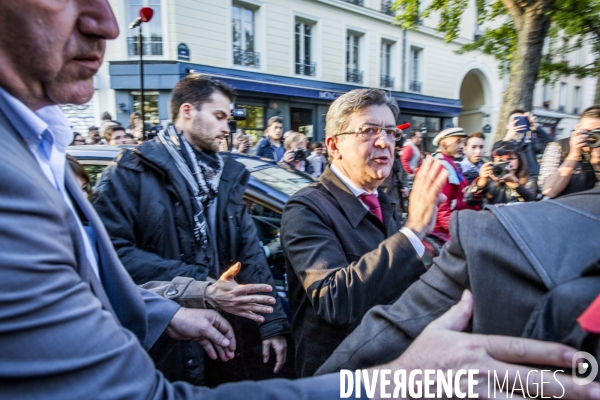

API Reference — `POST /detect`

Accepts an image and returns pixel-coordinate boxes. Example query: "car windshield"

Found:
[235,158,313,197]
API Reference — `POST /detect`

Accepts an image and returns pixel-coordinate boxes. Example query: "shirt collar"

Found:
[459,157,477,169]
[0,86,73,153]
[330,163,378,197]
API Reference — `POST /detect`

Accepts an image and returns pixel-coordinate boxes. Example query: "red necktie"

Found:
[578,294,600,334]
[358,193,383,223]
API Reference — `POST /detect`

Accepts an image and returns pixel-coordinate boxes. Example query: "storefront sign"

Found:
[178,43,190,61]
[318,91,342,100]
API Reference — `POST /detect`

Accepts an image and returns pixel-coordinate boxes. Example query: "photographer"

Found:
[280,132,313,175]
[232,129,252,154]
[539,106,600,198]
[493,110,553,178]
[465,144,538,206]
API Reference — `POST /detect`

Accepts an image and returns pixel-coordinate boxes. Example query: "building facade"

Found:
[76,0,596,153]
[76,0,507,152]
[531,38,598,140]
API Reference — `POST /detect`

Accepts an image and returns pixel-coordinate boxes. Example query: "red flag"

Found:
[578,294,600,334]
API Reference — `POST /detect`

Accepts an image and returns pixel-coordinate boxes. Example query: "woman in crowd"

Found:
[129,111,144,141]
[465,144,538,206]
[279,132,313,175]
[67,154,92,200]
[71,132,86,146]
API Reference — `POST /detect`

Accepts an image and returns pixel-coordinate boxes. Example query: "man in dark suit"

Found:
[317,187,600,378]
[281,88,449,377]
[0,1,597,398]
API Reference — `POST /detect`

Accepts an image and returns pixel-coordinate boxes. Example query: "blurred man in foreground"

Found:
[0,1,597,399]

=======

Exercise:
The result should be a verbatim copy of the data, free of pictures.

Solution for this task:
API Reference — `POST /detect`

Accepts an image and returns pixel-coordinate boxes. Example query: "car windshield"

Found:
[235,158,313,197]
API Reference — `POST /detect`

Accepts an image and returns pixel-coordinate boxes. Example query: "shirt collar"

Found:
[459,157,477,169]
[0,86,73,153]
[330,163,378,197]
API Reference — `POST /detect`

Accepts an image and returns pixel-coordinate boxes. Example query: "red necktie"

Found:
[578,294,600,334]
[358,193,383,223]
API Reference — `POST /detect`

Accepts an image and returns pixel-coordinate boxes. Example query: "storefront sign"

Found:
[178,43,190,61]
[318,91,342,100]
API Reference — `POST /detect`

Accepts an image and returns pixel-coordinate boxes. Example query: "photographer"

Found:
[280,132,313,175]
[232,129,252,154]
[539,106,600,198]
[493,110,553,178]
[465,144,538,206]
API Reference — `POST /detect`

Accepts an image and returns pixel-coordinate boxes. Example query: "building facade"

Found:
[76,0,596,153]
[76,0,507,152]
[531,38,598,140]
API Reference — `POST /detect`

Accepts an image and returns pixel-coordinate boxes. Example query: "red flag"

Found:
[578,294,600,334]
API Reference — `POST /detect`

Accepts an image and returns pixel-coordinate boxes. Example query: "woman in crowd"

Found:
[129,111,144,141]
[465,144,538,206]
[279,132,313,175]
[67,154,92,200]
[71,132,86,146]
API Reference — `POST /detect`

Accepts an image and returns pixel-coordinate boxes. Example query: "man in dark suit"

Found:
[317,187,600,378]
[281,88,449,377]
[0,1,597,398]
API Reference — `POST /detect`

Accepts an image and returns pixel-coordinate boxes. Example query: "blurred man in foreground"

Found:
[0,1,597,399]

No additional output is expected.